Texto:
+--

A miopia de nosso legislativo nacional nas relações de trabalho

Cada vez mais somos (os membros do CORHALE, especialmente) surpreendidos com a miopia que ronda nosso legislativo nacional, Senado e Câmara Federal, ao propor leis e alterações em nosso ordenamento jurídico. Refiro-me particularmente aos projetos destinados à área trabalhista e que afetam a gestão de pessoas.

Temos testemunhado mensalmente uma avalanche de proposições que visam a ampliar direitos, garantias e vantagens aos empregados e quase nenhuma que incentive a empregabilidade, a eliminação de conflito, a redução de encargos sociais ou a melhoria do relacionamento capital x trabalho.

É sabido que o Brasil vem perdendo continuamente a competitividade de sua mão de obra devido ao alto custo que ela possui. Veja bem: alto custo não quer dizer alto salário, pois nosso salário mínimo ainda é um dos menores da América Latina (nem vale comparar com Estados Unidos ou Europa, pois seria brincadeira), perdendo para inúmeras economias que nem sequer se aproximam da nossa, como é o caso da Colômbia, Venezuela, Argentina e Chile. O alto custo vem dos encargos sociais, benefícios assegurados, vantagens enormes e outras benesses frequentemente criadas e sugeridas por nossos legisladores, na ânsia de se valerem delas para obter votos na próxima eleição.

+--

Suas tarefas:
**1)** Transcreva do texto o trecho que começa nas palavras "Cada vez mais" e termina depois de "capital x trabalho.".
**2)** Liste os países que o texto dá como exemplos de economias que pagam um salário mínimo maior que o do Brasil.

(Linhas de uma coleta de dados)
+--

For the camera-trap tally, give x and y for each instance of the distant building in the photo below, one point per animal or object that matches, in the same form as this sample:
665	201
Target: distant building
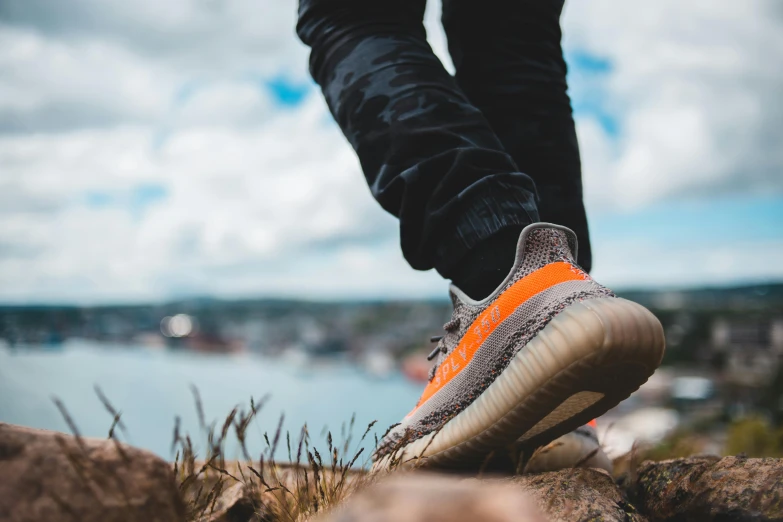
752	350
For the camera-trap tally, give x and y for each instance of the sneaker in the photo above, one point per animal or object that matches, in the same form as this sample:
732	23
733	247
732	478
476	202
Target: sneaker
549	350
578	449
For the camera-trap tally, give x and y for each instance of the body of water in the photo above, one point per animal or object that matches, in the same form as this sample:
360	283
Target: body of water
151	388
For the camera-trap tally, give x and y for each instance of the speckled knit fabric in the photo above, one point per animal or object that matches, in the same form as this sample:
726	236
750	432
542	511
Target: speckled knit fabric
538	247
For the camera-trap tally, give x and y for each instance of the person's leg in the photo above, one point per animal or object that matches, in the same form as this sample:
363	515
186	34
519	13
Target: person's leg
509	63
428	154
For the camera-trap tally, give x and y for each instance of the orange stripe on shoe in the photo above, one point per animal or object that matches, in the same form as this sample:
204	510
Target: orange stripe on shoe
530	285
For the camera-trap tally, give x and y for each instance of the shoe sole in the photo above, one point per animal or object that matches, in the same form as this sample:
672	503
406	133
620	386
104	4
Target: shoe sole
589	358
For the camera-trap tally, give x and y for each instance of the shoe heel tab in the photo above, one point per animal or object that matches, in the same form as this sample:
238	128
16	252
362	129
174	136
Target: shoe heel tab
573	244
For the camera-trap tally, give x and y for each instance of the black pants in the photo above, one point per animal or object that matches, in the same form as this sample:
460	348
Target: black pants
456	159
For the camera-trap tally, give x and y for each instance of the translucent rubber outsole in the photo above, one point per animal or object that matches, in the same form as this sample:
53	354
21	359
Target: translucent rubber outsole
590	356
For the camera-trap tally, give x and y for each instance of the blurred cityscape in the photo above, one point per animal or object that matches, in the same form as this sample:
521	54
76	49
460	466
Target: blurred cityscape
724	356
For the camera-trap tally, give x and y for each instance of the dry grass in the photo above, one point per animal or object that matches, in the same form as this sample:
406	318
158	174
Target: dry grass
315	478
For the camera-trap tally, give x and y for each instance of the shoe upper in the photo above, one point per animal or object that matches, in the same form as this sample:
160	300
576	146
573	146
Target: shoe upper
482	336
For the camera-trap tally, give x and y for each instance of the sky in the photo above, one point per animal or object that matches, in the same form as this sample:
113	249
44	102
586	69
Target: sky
156	150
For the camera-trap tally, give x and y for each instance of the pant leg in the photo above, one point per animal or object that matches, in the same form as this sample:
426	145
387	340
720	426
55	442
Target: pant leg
429	156
510	64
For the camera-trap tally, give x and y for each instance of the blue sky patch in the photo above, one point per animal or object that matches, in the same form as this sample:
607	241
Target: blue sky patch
587	74
287	92
135	200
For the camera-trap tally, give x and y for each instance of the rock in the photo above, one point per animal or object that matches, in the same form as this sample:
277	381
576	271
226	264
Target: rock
52	477
233	505
578	494
427	497
709	488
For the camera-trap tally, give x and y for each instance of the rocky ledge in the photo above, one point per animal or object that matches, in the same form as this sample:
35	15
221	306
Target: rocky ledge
55	477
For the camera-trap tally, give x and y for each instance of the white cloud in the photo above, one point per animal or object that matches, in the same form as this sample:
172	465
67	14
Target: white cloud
697	101
101	98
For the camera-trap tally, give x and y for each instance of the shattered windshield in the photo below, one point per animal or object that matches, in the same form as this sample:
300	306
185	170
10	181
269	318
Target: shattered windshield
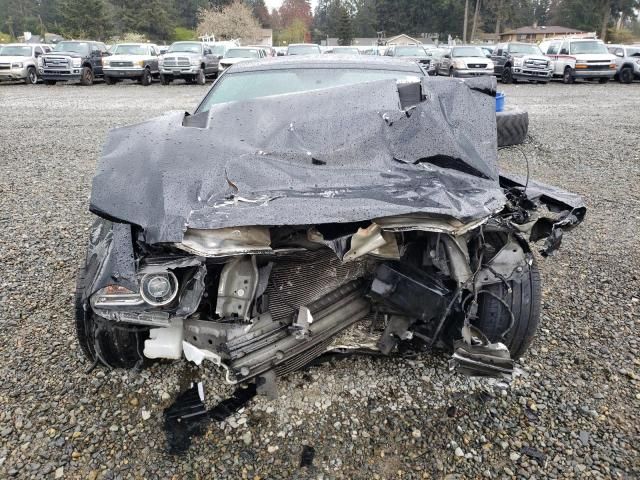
15	51
186	47
241	53
248	85
303	50
75	47
410	51
129	50
525	48
588	47
467	52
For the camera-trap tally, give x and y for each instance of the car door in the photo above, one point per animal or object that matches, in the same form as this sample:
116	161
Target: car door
498	58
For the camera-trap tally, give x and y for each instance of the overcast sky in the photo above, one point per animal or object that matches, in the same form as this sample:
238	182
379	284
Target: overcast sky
276	4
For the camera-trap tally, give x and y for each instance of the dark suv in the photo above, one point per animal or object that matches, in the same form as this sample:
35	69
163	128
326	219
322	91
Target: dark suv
521	61
73	60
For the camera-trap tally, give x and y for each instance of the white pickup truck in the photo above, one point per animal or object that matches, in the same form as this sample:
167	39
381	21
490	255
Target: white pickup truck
575	58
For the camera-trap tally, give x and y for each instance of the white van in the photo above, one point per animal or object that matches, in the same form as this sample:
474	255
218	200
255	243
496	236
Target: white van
576	58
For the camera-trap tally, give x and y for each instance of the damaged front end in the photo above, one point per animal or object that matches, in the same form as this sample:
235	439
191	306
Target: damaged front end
295	247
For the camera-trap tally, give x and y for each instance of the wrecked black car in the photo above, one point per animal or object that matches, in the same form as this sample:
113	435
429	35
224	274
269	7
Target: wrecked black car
329	206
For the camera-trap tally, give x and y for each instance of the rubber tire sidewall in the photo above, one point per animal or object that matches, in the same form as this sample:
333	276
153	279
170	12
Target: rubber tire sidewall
525	301
27	80
512	126
622	78
86	79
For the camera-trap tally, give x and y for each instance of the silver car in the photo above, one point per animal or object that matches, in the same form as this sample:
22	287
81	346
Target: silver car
136	61
19	61
465	61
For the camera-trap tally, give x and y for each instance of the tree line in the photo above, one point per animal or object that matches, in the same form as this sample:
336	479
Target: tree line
295	21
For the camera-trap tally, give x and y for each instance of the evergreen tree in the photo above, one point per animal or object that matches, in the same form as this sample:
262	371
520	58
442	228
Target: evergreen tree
345	33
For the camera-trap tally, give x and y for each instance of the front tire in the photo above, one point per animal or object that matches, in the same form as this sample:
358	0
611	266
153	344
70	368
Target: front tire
507	75
86	77
112	345
626	75
567	76
524	301
32	76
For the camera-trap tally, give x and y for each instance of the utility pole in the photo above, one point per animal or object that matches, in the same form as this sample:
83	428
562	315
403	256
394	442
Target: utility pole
475	20
466	15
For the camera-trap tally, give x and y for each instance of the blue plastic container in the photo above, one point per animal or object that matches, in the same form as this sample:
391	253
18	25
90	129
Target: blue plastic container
499	101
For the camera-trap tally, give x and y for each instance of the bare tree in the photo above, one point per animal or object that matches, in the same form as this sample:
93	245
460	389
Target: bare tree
233	21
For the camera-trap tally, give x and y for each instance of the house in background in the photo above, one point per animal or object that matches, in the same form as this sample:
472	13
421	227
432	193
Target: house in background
536	34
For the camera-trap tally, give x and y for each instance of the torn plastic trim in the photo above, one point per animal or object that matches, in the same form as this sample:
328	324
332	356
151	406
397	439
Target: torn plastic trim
226	241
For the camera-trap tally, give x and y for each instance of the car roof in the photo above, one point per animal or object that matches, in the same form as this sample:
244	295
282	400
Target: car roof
371	62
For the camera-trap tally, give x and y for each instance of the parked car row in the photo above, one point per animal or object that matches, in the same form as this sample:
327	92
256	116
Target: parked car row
193	61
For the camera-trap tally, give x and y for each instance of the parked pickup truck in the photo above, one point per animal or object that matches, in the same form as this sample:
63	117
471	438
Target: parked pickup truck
73	61
192	61
136	61
19	61
521	61
585	59
627	62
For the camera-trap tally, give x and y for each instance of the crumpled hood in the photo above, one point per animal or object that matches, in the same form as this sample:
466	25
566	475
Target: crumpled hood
337	155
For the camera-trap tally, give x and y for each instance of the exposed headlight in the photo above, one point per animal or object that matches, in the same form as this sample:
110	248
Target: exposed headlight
158	289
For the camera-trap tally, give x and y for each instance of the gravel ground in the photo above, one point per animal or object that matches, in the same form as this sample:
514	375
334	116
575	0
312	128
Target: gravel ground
573	411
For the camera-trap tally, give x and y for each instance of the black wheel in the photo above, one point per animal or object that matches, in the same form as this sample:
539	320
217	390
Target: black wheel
32	76
567	76
507	75
115	346
513	126
146	78
86	77
201	79
524	300
626	75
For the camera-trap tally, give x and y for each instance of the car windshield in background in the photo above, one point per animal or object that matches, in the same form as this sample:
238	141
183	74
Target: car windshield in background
467	52
588	47
241	53
345	51
524	48
410	51
129	50
75	47
187	47
248	85
217	50
14	51
303	50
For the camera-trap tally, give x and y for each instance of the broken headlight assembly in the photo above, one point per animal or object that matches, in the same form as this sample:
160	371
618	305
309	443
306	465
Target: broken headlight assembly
156	290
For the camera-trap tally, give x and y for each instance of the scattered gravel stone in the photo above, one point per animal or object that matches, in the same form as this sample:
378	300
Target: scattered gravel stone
581	373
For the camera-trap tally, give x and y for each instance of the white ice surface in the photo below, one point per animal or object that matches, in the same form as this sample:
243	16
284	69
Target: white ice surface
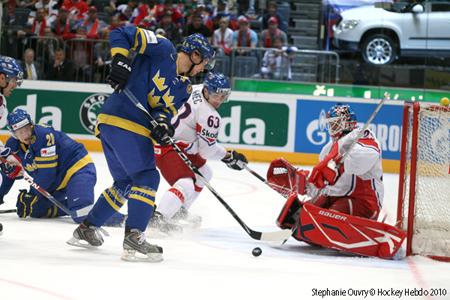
214	262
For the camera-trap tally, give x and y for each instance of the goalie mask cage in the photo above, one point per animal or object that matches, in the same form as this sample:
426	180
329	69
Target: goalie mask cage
424	181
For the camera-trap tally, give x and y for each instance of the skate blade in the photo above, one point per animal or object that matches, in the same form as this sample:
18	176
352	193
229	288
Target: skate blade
80	243
131	255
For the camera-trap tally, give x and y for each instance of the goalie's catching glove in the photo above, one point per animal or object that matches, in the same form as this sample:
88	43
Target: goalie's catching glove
235	160
120	72
162	131
328	170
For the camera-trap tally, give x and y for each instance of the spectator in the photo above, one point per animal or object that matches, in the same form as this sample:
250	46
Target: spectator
223	37
268	35
244	36
197	26
92	24
63	27
102	54
272	12
62	69
276	63
32	70
172	32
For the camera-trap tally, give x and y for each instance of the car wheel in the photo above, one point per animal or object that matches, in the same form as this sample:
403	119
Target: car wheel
379	49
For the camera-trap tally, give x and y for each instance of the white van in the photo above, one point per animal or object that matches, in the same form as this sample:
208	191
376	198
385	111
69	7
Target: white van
384	32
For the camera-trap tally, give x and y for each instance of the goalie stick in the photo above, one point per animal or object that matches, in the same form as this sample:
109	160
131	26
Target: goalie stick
280	235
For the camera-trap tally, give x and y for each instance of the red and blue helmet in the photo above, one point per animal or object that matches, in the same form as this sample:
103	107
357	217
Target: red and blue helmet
11	69
341	119
217	83
197	42
17	119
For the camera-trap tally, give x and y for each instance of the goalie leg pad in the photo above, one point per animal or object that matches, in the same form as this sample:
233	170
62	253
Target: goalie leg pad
335	230
289	213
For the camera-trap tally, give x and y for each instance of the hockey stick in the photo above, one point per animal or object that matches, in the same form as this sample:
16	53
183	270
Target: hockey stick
43	192
279	235
7	211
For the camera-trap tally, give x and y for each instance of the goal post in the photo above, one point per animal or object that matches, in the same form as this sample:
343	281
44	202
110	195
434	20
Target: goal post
423	209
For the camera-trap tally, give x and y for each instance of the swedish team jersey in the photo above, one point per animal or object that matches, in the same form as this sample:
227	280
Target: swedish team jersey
52	157
153	80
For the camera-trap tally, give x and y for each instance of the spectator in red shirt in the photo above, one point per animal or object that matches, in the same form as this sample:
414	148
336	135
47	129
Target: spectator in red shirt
63	27
77	8
92	24
268	35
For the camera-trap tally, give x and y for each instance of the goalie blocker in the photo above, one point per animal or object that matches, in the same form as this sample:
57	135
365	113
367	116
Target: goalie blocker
335	230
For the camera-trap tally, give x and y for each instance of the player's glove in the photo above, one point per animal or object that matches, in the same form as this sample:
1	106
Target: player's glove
163	131
235	160
25	203
120	72
10	164
328	170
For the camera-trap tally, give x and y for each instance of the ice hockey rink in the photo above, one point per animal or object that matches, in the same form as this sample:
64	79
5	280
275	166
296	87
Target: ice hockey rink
213	262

+--

Respostas:
**1)**
Cada vez mais somos (os membros do CORHALE, especialmente) surpreendidos com a miopia que ronda nosso legislativo nacional, Senado e Câmara Federal, ao propor leis e alterações em nosso ordenamento jurídico. Refiro-me particularmente aos projetos destinados à área trabalhista e que afetam a gestão de pessoas.

Temos testemunhado mensalmente uma avalanche de proposições que visam a ampliar direitos, garantias e vantagens aos empregados e quase nenhuma que incentive a empregabilidade, a eliminação de conflito, a redução de encargos sociais ou a melhoria do relacionamento capital x trabalho.

**2)** Colômbia, Venezuela, Argentina e Chile.